• [EXTRACT]:
----
Game Industry Bigger Than Hollywood
Ant writes "This SF Gate story says stacks of new releases for hungry video game enthusiasts mean it's boom time for an industry now even bigger than Hollywood. The $10 billion video game industry, which generates more revenue than Hollywood, has never released so many highly anticipated blockbuster titles in a single season. It started in August with the game title Doom 3, followed by The Sims 2 in September, Grand Theft Auto: San Andreas in October, then Halo 2, Metroid Prime 2: Echoes and Half-Life 2 last month. In November, sales of video games rose to $849 million, an 11 percent increase from the same month last year and up 77 percent from October, according to the industry research firm NPD Funworld. The industry set a milestone last month when Microsoft's Halo 2 -- a sequel to a futuristic game with an elaborate plot that pits humans against invading aliens -- surpassed Hollywood's opening-weekend movie box office record in just one day of sales."
Is it that suprising? A video game can offer so much more than an hour and a half movie. Not only that but the "sequal factor" really starts piling up. Look ever single game up there has been a sequal.
This is one of those witty signatures that you'll remember.
Not enough... The game industry is bigger than Hollywood, if you only count US boxoffice receipts. But these "game industry is bigger than Hollywood" claims always leave out the rental and DVD sales market.
----
• [DATASET ENTRIES]:
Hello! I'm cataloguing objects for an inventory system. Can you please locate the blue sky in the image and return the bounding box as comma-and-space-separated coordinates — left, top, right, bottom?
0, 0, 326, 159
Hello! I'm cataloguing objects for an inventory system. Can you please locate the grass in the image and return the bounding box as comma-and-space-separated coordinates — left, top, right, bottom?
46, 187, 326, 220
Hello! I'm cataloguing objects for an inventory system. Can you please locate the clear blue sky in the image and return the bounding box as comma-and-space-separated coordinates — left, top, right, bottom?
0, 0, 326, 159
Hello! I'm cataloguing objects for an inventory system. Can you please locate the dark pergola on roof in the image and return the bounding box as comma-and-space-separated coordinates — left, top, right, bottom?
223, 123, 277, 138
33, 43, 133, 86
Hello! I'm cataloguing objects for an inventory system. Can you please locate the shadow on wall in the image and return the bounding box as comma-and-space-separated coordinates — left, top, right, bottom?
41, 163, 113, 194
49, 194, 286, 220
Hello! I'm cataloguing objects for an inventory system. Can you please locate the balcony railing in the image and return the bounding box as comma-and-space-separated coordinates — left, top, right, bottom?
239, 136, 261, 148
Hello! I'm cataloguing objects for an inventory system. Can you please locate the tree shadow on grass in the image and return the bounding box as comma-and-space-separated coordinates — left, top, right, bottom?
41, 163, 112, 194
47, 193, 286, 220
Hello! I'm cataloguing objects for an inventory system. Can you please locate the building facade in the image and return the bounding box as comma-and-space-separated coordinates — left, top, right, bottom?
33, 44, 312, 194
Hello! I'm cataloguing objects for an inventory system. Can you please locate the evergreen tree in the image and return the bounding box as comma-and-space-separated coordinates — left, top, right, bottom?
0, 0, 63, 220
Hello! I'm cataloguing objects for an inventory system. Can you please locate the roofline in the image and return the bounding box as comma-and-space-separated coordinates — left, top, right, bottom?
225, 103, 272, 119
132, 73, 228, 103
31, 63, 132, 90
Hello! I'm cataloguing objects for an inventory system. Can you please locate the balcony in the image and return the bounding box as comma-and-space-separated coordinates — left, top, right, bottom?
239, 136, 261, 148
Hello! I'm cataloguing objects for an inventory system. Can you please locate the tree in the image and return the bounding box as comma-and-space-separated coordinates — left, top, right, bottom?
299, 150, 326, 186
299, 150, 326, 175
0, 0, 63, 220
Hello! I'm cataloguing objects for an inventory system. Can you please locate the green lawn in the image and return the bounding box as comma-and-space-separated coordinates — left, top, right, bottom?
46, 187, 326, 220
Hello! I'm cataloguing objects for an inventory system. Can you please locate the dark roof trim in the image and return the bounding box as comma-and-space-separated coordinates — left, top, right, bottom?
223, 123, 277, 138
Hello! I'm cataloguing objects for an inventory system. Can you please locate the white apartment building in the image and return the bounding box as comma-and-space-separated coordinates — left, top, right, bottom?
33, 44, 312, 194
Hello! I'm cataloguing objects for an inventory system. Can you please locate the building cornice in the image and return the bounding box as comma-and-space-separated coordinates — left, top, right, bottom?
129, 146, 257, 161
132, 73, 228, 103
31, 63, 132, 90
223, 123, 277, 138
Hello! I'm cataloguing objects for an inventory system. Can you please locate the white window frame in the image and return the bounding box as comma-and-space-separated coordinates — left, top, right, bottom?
----
Reproduce word for word the passage of the game industry post that runs from "Is it that suprising?" up to and including "been a sequal.".

Is it that suprising? A video game can offer so much more than an hour and a half movie. Not only that but the "sequal factor" really starts piling up. Look ever single game up there has been a sequal.